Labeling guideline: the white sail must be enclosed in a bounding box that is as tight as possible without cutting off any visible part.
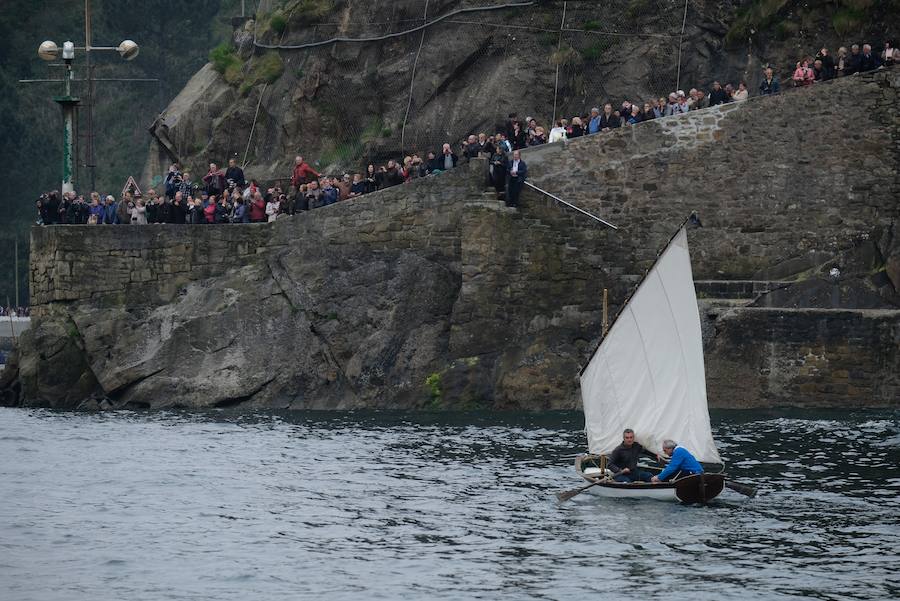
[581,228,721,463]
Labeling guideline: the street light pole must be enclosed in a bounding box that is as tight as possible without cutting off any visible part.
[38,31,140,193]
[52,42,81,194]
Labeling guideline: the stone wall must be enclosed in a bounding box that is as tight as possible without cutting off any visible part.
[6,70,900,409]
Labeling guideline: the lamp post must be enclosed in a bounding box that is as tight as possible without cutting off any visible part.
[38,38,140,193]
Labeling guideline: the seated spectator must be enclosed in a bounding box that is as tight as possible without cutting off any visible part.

◇ ◇ ◇

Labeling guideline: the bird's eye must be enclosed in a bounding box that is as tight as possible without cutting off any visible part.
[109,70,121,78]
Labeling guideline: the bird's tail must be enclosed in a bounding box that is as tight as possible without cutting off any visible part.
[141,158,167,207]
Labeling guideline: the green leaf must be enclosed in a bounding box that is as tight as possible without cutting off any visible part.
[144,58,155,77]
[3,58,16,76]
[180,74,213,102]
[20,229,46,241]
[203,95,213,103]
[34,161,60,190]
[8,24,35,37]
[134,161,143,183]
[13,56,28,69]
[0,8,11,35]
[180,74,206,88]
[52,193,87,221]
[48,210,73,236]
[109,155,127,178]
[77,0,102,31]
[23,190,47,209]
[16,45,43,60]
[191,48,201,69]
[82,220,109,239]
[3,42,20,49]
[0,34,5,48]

◇ ◇ ◇

Set out the lines of the entries above as a numbered list, starting with the line containing "Labeling guideline: the street" and going on through the line containing "[6,70,900,409]". Leave out any blank lines.

● **Solution for this exercise**:
1. Labeling guideline: the street light pole must be enclosed in a bounding box that is as tight as possible without cutting off any visible part.
2. [38,31,140,193]
3. [52,42,81,194]
4. Labeling guideline: the stone wall must be enclosed in a bounding box that is as tight as possible without cutting off any visible part.
5. [6,70,900,409]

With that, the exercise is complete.